• **EXERCISE DETAILS**: Once the data has been read, restate all of it exactly.

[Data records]
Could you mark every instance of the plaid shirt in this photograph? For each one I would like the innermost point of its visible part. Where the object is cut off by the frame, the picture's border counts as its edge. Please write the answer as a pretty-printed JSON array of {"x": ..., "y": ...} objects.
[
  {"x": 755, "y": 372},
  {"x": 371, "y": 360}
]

• **EXERCISE RESULT**:
Could you mark every instance of the plaid shirt in this photograph? For each one I would like the innermost point of its visible part. Where the object is cut off by the frame, the picture's border counts as its edge. Please write the answer as a pretty-printed JSON array of {"x": ..., "y": ...} objects.
[
  {"x": 755, "y": 372},
  {"x": 371, "y": 360}
]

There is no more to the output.